**Exercise**
Please find each line in the rows below that contains the string "positive", with case counting, and copy every such line.

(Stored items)
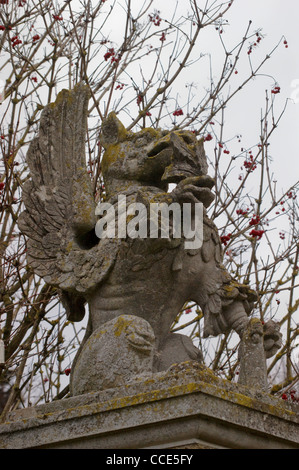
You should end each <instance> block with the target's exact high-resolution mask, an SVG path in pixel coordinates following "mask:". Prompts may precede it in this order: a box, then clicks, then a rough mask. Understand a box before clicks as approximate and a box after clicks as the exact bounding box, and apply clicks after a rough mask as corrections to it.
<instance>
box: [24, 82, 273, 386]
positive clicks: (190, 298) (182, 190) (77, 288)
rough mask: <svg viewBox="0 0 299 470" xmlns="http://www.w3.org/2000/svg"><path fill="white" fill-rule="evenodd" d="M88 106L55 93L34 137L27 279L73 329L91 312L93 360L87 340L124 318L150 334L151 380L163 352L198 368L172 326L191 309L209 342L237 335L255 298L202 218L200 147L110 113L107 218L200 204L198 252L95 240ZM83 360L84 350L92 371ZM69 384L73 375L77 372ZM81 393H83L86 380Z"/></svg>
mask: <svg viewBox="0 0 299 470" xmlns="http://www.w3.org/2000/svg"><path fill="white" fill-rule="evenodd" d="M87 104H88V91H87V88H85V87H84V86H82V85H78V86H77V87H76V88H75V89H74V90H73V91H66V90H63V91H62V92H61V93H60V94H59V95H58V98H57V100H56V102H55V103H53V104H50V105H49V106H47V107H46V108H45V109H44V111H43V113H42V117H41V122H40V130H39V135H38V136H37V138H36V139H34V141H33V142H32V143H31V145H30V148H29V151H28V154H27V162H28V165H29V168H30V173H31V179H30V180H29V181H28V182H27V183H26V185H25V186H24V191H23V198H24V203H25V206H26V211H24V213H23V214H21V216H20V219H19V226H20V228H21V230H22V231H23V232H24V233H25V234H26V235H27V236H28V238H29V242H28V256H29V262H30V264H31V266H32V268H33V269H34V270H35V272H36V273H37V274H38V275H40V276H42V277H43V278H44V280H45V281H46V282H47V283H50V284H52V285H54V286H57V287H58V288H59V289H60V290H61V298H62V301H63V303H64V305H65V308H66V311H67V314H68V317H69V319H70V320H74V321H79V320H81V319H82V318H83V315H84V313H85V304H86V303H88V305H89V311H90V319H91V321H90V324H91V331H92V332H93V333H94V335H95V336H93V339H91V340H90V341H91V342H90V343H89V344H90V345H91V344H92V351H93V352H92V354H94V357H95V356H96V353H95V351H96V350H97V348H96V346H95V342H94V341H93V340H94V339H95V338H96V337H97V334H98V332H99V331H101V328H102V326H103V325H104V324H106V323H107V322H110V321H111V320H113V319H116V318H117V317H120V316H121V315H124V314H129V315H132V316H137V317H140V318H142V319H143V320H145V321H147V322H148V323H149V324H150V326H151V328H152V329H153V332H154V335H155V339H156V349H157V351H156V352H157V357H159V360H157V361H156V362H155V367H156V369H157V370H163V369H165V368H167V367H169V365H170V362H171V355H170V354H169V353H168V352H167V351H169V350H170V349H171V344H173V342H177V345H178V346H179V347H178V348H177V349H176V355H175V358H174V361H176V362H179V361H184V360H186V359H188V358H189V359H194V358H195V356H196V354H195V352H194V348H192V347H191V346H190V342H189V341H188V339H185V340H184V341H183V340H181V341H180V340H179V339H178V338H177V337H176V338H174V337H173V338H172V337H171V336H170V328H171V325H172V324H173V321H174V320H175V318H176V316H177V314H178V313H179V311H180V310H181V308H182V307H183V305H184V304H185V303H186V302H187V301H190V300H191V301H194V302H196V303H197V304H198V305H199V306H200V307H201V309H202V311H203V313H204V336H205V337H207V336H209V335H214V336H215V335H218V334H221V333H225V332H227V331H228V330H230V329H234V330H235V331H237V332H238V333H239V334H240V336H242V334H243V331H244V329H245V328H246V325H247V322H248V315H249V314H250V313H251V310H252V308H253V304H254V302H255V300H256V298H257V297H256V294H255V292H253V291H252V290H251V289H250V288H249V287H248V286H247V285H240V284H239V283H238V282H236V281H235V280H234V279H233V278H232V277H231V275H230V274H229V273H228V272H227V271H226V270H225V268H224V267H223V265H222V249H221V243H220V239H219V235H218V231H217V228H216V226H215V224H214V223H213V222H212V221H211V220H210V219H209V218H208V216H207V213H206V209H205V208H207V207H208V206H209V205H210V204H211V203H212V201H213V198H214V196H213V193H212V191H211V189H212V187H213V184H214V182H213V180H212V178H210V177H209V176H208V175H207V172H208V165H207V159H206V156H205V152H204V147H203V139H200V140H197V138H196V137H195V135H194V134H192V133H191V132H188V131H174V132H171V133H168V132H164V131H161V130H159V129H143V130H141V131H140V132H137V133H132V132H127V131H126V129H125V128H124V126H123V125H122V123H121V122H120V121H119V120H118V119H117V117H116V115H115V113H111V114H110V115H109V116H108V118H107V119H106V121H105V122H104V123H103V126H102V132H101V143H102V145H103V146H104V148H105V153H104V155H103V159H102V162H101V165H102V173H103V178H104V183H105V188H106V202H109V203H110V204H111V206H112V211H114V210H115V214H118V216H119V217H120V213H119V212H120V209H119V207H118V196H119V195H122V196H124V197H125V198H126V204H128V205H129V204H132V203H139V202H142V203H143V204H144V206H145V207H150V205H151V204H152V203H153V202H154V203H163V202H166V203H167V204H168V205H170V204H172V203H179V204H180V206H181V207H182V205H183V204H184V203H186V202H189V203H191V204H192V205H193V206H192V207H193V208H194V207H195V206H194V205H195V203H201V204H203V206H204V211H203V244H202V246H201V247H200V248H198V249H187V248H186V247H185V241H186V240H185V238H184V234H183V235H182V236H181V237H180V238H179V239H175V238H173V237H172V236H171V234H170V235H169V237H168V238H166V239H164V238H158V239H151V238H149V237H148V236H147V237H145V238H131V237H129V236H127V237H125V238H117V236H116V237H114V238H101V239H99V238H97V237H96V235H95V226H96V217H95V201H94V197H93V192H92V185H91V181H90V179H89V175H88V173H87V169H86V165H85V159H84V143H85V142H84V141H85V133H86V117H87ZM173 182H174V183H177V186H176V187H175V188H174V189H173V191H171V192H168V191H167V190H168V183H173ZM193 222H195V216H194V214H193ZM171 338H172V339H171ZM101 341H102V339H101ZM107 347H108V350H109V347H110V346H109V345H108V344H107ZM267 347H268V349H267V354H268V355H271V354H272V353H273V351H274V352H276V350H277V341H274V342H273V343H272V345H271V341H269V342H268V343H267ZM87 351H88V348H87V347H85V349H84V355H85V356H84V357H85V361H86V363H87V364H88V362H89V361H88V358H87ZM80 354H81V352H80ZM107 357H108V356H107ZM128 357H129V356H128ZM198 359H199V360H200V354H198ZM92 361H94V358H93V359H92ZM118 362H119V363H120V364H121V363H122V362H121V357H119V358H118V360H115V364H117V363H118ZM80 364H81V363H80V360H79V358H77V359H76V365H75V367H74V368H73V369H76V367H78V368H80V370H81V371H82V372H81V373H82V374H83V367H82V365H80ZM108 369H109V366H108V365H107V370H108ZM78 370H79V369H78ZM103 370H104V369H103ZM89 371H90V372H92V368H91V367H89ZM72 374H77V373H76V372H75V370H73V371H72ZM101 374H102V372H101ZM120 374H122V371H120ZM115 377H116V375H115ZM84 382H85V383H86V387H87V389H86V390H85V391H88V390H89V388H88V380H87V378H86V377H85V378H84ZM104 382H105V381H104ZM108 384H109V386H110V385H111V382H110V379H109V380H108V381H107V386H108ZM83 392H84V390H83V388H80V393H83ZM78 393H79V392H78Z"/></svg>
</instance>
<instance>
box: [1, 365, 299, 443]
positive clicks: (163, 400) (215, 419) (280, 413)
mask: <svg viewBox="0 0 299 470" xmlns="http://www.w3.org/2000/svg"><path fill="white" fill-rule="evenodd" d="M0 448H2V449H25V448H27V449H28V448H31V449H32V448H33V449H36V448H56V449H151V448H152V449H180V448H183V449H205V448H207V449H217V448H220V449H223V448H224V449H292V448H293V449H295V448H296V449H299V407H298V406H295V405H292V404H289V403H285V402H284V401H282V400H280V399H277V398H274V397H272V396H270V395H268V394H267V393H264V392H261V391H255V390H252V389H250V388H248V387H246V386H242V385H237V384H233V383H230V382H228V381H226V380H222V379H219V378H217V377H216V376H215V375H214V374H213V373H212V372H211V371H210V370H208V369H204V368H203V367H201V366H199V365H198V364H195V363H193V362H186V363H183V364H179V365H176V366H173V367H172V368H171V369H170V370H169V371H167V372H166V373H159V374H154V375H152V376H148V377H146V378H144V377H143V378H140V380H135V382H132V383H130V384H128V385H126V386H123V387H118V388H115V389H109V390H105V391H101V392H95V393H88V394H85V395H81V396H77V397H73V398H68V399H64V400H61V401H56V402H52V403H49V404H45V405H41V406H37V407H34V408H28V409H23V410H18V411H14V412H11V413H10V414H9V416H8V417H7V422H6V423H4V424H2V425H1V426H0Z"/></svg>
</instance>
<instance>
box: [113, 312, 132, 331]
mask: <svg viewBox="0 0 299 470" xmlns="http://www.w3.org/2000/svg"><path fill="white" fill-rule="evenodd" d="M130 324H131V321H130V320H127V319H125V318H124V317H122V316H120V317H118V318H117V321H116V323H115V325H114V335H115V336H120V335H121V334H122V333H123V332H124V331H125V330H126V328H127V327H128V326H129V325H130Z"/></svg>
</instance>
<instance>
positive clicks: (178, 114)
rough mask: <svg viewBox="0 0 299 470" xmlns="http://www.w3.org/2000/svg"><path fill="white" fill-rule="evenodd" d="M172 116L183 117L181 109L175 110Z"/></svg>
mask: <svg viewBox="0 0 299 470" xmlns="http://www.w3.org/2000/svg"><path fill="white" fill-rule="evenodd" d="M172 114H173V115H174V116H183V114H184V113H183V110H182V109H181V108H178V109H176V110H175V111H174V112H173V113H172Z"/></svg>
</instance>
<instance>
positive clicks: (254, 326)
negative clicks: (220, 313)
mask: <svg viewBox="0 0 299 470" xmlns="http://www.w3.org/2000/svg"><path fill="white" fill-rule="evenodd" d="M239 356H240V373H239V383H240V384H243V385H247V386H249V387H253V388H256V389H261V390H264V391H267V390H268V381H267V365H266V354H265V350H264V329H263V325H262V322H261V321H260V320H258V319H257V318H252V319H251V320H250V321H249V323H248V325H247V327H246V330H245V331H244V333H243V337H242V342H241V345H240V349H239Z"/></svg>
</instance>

**Answer section**
positive clicks: (190, 298) (182, 190) (77, 288)
positive clicks: (163, 400) (215, 419) (280, 413)
positive clicks: (178, 114)
positive clicks: (254, 326)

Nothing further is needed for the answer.